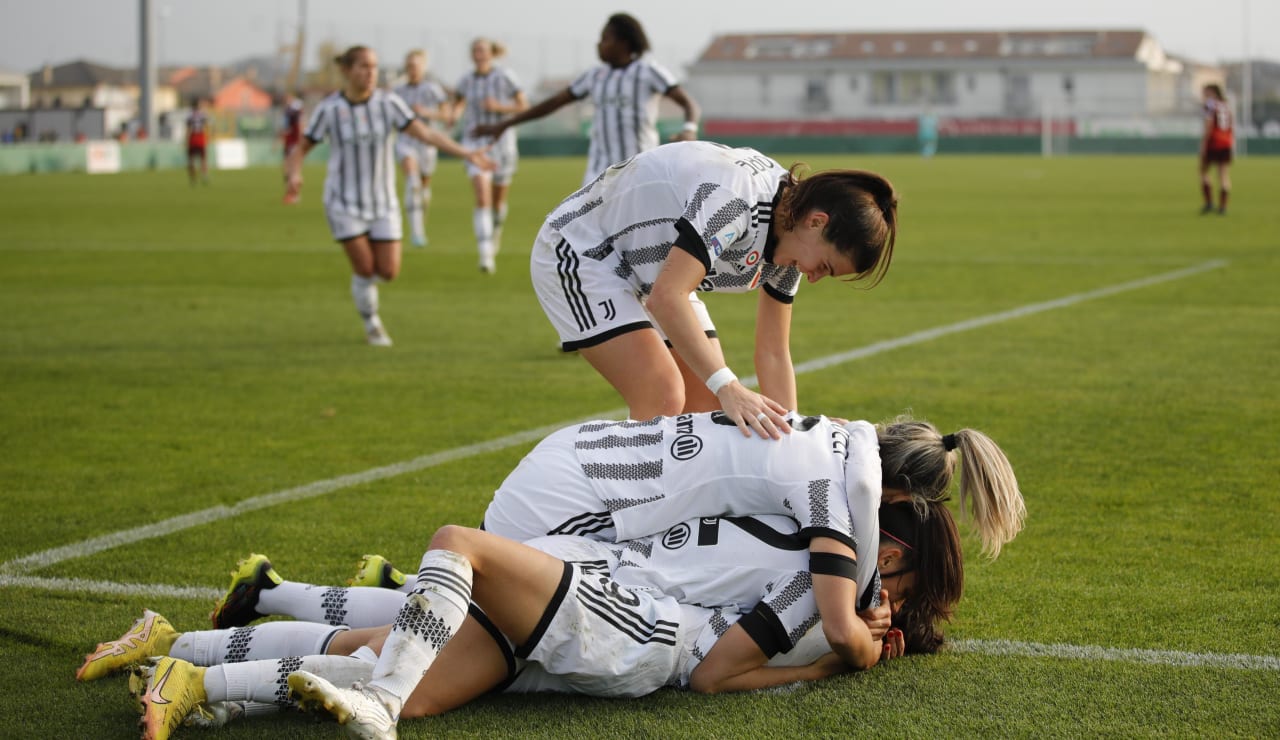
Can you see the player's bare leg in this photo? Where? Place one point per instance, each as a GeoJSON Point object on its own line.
{"type": "Point", "coordinates": [481, 220]}
{"type": "Point", "coordinates": [414, 201]}
{"type": "Point", "coordinates": [641, 368]}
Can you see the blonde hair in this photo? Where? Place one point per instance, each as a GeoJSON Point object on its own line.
{"type": "Point", "coordinates": [496, 48]}
{"type": "Point", "coordinates": [915, 458]}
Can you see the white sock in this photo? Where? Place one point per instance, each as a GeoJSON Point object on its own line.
{"type": "Point", "coordinates": [254, 643]}
{"type": "Point", "coordinates": [481, 222]}
{"type": "Point", "coordinates": [364, 292]}
{"type": "Point", "coordinates": [351, 606]}
{"type": "Point", "coordinates": [430, 616]}
{"type": "Point", "coordinates": [268, 681]}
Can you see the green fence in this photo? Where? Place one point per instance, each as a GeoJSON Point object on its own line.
{"type": "Point", "coordinates": [48, 158]}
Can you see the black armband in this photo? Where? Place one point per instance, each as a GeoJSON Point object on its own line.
{"type": "Point", "coordinates": [827, 563]}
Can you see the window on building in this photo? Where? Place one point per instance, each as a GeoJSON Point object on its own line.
{"type": "Point", "coordinates": [913, 87]}
{"type": "Point", "coordinates": [816, 95]}
{"type": "Point", "coordinates": [883, 88]}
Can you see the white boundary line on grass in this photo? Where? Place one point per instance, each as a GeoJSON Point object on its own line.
{"type": "Point", "coordinates": [12, 574]}
{"type": "Point", "coordinates": [12, 571]}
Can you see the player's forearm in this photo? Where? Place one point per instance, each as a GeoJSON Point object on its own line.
{"type": "Point", "coordinates": [766, 676]}
{"type": "Point", "coordinates": [677, 320]}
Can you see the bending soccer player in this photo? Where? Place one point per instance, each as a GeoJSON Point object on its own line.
{"type": "Point", "coordinates": [481, 657]}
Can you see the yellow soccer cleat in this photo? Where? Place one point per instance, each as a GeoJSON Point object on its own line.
{"type": "Point", "coordinates": [150, 635]}
{"type": "Point", "coordinates": [357, 709]}
{"type": "Point", "coordinates": [375, 571]}
{"type": "Point", "coordinates": [173, 691]}
{"type": "Point", "coordinates": [237, 607]}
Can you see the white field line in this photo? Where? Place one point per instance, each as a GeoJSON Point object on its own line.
{"type": "Point", "coordinates": [1121, 654]}
{"type": "Point", "coordinates": [12, 570]}
{"type": "Point", "coordinates": [9, 570]}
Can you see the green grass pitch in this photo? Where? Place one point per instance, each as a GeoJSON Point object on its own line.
{"type": "Point", "coordinates": [167, 350]}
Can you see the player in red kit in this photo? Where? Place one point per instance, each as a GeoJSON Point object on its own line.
{"type": "Point", "coordinates": [197, 142]}
{"type": "Point", "coordinates": [1216, 147]}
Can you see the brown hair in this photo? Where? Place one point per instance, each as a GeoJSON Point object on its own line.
{"type": "Point", "coordinates": [496, 48]}
{"type": "Point", "coordinates": [347, 59]}
{"type": "Point", "coordinates": [863, 210]}
{"type": "Point", "coordinates": [629, 31]}
{"type": "Point", "coordinates": [938, 565]}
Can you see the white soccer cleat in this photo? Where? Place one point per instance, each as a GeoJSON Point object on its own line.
{"type": "Point", "coordinates": [378, 337]}
{"type": "Point", "coordinates": [357, 709]}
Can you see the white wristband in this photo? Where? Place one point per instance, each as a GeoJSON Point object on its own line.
{"type": "Point", "coordinates": [721, 378]}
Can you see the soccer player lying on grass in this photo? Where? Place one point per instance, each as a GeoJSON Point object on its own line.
{"type": "Point", "coordinates": [621, 480]}
{"type": "Point", "coordinates": [640, 639]}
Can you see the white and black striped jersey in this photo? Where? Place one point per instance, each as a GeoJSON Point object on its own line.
{"type": "Point", "coordinates": [711, 200]}
{"type": "Point", "coordinates": [426, 94]}
{"type": "Point", "coordinates": [626, 109]}
{"type": "Point", "coordinates": [752, 571]}
{"type": "Point", "coordinates": [652, 474]}
{"type": "Point", "coordinates": [361, 177]}
{"type": "Point", "coordinates": [498, 83]}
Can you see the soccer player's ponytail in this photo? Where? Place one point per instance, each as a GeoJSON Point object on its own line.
{"type": "Point", "coordinates": [917, 458]}
{"type": "Point", "coordinates": [347, 59]}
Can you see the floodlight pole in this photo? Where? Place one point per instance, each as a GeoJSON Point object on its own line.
{"type": "Point", "coordinates": [146, 68]}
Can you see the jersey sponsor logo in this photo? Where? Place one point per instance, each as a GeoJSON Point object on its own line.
{"type": "Point", "coordinates": [677, 537]}
{"type": "Point", "coordinates": [688, 444]}
{"type": "Point", "coordinates": [720, 242]}
{"type": "Point", "coordinates": [757, 163]}
{"type": "Point", "coordinates": [686, 447]}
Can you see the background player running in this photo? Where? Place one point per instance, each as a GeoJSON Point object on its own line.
{"type": "Point", "coordinates": [484, 95]}
{"type": "Point", "coordinates": [360, 186]}
{"type": "Point", "coordinates": [197, 141]}
{"type": "Point", "coordinates": [624, 92]}
{"type": "Point", "coordinates": [1216, 147]}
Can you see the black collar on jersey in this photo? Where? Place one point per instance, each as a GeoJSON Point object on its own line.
{"type": "Point", "coordinates": [900, 522]}
{"type": "Point", "coordinates": [771, 240]}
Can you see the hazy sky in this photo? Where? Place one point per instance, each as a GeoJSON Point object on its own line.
{"type": "Point", "coordinates": [556, 37]}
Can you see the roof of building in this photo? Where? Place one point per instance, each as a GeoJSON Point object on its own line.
{"type": "Point", "coordinates": [1084, 44]}
{"type": "Point", "coordinates": [81, 73]}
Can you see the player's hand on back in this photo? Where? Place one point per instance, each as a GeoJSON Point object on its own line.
{"type": "Point", "coordinates": [753, 412]}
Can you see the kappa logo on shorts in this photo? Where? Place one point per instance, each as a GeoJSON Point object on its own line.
{"type": "Point", "coordinates": [686, 447]}
{"type": "Point", "coordinates": [677, 537]}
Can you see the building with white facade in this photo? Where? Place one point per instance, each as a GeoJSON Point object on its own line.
{"type": "Point", "coordinates": [958, 76]}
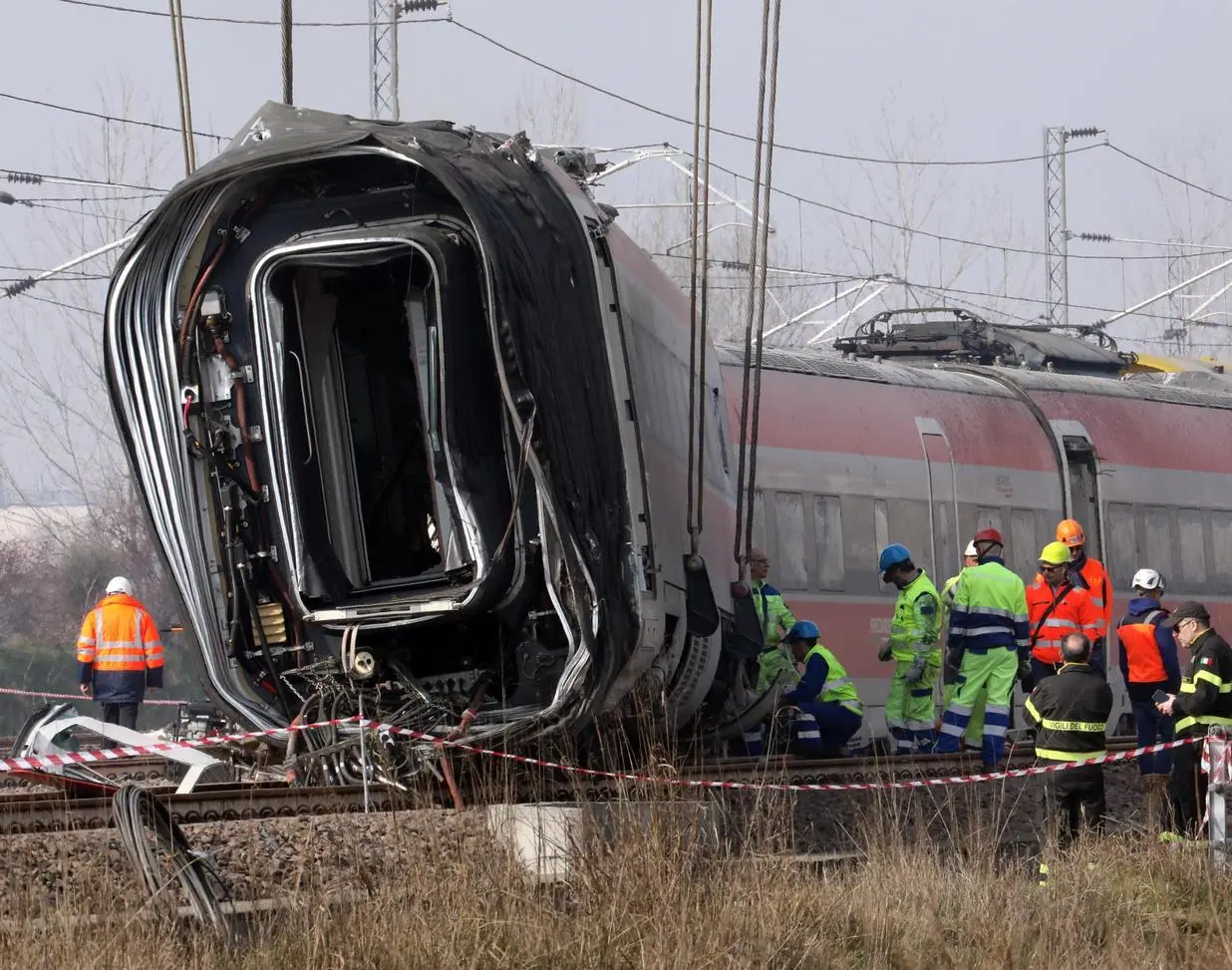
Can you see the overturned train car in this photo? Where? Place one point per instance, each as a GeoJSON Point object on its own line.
{"type": "Point", "coordinates": [385, 391]}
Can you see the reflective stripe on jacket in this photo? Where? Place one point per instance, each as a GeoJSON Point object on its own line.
{"type": "Point", "coordinates": [772, 613]}
{"type": "Point", "coordinates": [1075, 613]}
{"type": "Point", "coordinates": [1071, 713]}
{"type": "Point", "coordinates": [1143, 662]}
{"type": "Point", "coordinates": [915, 626]}
{"type": "Point", "coordinates": [120, 651]}
{"type": "Point", "coordinates": [1094, 578]}
{"type": "Point", "coordinates": [836, 688]}
{"type": "Point", "coordinates": [1205, 694]}
{"type": "Point", "coordinates": [990, 609]}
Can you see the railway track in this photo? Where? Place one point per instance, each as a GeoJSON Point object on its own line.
{"type": "Point", "coordinates": [31, 812]}
{"type": "Point", "coordinates": [77, 808]}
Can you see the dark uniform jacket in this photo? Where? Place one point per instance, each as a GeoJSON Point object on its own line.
{"type": "Point", "coordinates": [1071, 713]}
{"type": "Point", "coordinates": [1205, 694]}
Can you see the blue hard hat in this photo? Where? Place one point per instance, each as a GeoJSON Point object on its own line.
{"type": "Point", "coordinates": [893, 556]}
{"type": "Point", "coordinates": [803, 630]}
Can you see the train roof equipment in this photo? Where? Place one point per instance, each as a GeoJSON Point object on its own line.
{"type": "Point", "coordinates": [961, 335]}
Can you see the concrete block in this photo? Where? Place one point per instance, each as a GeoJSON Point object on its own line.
{"type": "Point", "coordinates": [547, 837]}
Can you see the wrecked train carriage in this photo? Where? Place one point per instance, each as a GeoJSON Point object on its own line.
{"type": "Point", "coordinates": [409, 417]}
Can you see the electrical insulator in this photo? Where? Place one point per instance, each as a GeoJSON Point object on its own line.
{"type": "Point", "coordinates": [21, 286]}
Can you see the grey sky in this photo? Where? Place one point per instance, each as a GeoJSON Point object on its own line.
{"type": "Point", "coordinates": [950, 80]}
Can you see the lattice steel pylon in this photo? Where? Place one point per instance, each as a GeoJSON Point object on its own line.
{"type": "Point", "coordinates": [1056, 233]}
{"type": "Point", "coordinates": [1178, 271]}
{"type": "Point", "coordinates": [1056, 244]}
{"type": "Point", "coordinates": [384, 32]}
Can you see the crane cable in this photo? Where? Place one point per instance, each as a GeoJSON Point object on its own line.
{"type": "Point", "coordinates": [761, 243]}
{"type": "Point", "coordinates": [287, 62]}
{"type": "Point", "coordinates": [700, 217]}
{"type": "Point", "coordinates": [181, 83]}
{"type": "Point", "coordinates": [762, 290]}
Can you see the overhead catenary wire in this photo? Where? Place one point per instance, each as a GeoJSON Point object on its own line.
{"type": "Point", "coordinates": [741, 136]}
{"type": "Point", "coordinates": [1167, 173]}
{"type": "Point", "coordinates": [103, 116]}
{"type": "Point", "coordinates": [36, 177]}
{"type": "Point", "coordinates": [287, 61]}
{"type": "Point", "coordinates": [762, 288]}
{"type": "Point", "coordinates": [213, 19]}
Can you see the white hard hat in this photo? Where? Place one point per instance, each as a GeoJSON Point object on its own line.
{"type": "Point", "coordinates": [1147, 579]}
{"type": "Point", "coordinates": [120, 584]}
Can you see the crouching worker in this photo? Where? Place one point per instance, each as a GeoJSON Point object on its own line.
{"type": "Point", "coordinates": [773, 668]}
{"type": "Point", "coordinates": [1070, 713]}
{"type": "Point", "coordinates": [826, 700]}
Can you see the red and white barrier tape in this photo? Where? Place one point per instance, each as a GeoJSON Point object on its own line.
{"type": "Point", "coordinates": [15, 693]}
{"type": "Point", "coordinates": [161, 747]}
{"type": "Point", "coordinates": [157, 747]}
{"type": "Point", "coordinates": [1120, 756]}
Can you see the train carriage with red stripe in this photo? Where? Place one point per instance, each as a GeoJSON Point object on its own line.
{"type": "Point", "coordinates": [856, 454]}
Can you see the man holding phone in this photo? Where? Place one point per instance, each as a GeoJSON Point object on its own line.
{"type": "Point", "coordinates": [1204, 700]}
{"type": "Point", "coordinates": [1152, 672]}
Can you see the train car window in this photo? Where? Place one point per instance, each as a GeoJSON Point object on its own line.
{"type": "Point", "coordinates": [828, 531]}
{"type": "Point", "coordinates": [949, 558]}
{"type": "Point", "coordinates": [789, 567]}
{"type": "Point", "coordinates": [880, 533]}
{"type": "Point", "coordinates": [1221, 546]}
{"type": "Point", "coordinates": [1024, 542]}
{"type": "Point", "coordinates": [759, 519]}
{"type": "Point", "coordinates": [1193, 542]}
{"type": "Point", "coordinates": [1159, 541]}
{"type": "Point", "coordinates": [1122, 545]}
{"type": "Point", "coordinates": [859, 533]}
{"type": "Point", "coordinates": [717, 426]}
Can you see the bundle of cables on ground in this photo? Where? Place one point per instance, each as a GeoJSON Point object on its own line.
{"type": "Point", "coordinates": [166, 859]}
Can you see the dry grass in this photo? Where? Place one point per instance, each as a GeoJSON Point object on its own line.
{"type": "Point", "coordinates": [649, 898]}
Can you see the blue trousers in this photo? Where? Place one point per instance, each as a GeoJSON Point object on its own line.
{"type": "Point", "coordinates": [819, 730]}
{"type": "Point", "coordinates": [1153, 729]}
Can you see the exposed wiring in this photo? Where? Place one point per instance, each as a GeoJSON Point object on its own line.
{"type": "Point", "coordinates": [137, 812]}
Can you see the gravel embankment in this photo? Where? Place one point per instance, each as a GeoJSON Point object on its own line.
{"type": "Point", "coordinates": [259, 858]}
{"type": "Point", "coordinates": [350, 853]}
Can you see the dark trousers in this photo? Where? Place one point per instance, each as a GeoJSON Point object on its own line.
{"type": "Point", "coordinates": [823, 729]}
{"type": "Point", "coordinates": [124, 715]}
{"type": "Point", "coordinates": [1076, 802]}
{"type": "Point", "coordinates": [1153, 729]}
{"type": "Point", "coordinates": [1186, 789]}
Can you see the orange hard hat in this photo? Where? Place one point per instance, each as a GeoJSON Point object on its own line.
{"type": "Point", "coordinates": [1070, 532]}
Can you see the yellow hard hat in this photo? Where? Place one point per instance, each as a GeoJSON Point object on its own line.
{"type": "Point", "coordinates": [1055, 553]}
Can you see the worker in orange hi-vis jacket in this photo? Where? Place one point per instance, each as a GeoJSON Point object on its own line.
{"type": "Point", "coordinates": [120, 655]}
{"type": "Point", "coordinates": [1086, 573]}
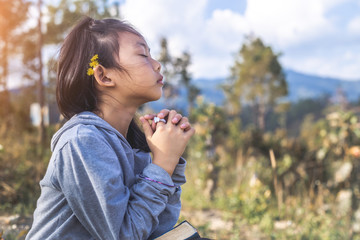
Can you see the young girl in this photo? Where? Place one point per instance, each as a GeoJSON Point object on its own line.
{"type": "Point", "coordinates": [101, 182]}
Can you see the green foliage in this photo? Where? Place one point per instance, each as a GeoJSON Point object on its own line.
{"type": "Point", "coordinates": [256, 79]}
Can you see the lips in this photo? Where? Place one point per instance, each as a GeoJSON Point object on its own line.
{"type": "Point", "coordinates": [160, 80]}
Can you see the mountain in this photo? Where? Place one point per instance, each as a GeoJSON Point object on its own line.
{"type": "Point", "coordinates": [300, 86]}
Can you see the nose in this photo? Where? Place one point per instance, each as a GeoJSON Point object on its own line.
{"type": "Point", "coordinates": [157, 66]}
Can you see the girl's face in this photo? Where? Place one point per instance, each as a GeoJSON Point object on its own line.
{"type": "Point", "coordinates": [142, 81]}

=-=-=-=-=

EXERCISE GOAL:
Every line from the one containing "Can you see the gravel" through the end of the data above should be copied exactly; nothing else is copied, and pictures are omitted.

OUTPUT OF THE TASK:
Can you see the gravel embankment in this photo? Where? Place one point per instance, each as a GeoJSON Point object on its own line.
{"type": "Point", "coordinates": [259, 858]}
{"type": "Point", "coordinates": [350, 853]}
Can you see the dark trousers in this photo? Where? Place one point per instance, each as a GeoJSON Point object on its own line.
{"type": "Point", "coordinates": [823, 729]}
{"type": "Point", "coordinates": [124, 715]}
{"type": "Point", "coordinates": [1076, 802]}
{"type": "Point", "coordinates": [1153, 729]}
{"type": "Point", "coordinates": [1186, 789]}
Can you see the orange hard hat in this photo? Where? Place one point per instance, each as a GeoJSON Point object on its own line.
{"type": "Point", "coordinates": [1070, 532]}
Can you see the yellow hard hat in this photo? Where? Place one point per instance, each as a GeoJSON Point object on its own line.
{"type": "Point", "coordinates": [1055, 553]}
Can you see the worker in orange hi-vis jacket in this photo? Where? Place one point per instance, each as a GeoJSON Point object on its own line.
{"type": "Point", "coordinates": [120, 655]}
{"type": "Point", "coordinates": [1086, 573]}
Can you see the young girl in this photo? Where? Place one point per instance, each as a GeoJSON Point object on its own line.
{"type": "Point", "coordinates": [101, 182]}
Can you see the green foliage in this photo? Where? Place one point per instance, each as a GeoJSON Point object on its own line.
{"type": "Point", "coordinates": [256, 79]}
Can you see the lips in this photo? Where? Place one point per instance, each as a GeoJSON Point object on its own line.
{"type": "Point", "coordinates": [160, 80]}
Can you see the mountain in this photo? Where? Place one point per instance, each as a GeoJSON Point object on its own line.
{"type": "Point", "coordinates": [300, 86]}
Can you see the nose in this photo? Where? Place one point per instance, each as a GeoJSON Point object on its own line.
{"type": "Point", "coordinates": [157, 66]}
Can you see the girl's face in this photo? Where? Place one point per instance, each as a GeoJSON Point object on its own line.
{"type": "Point", "coordinates": [142, 81]}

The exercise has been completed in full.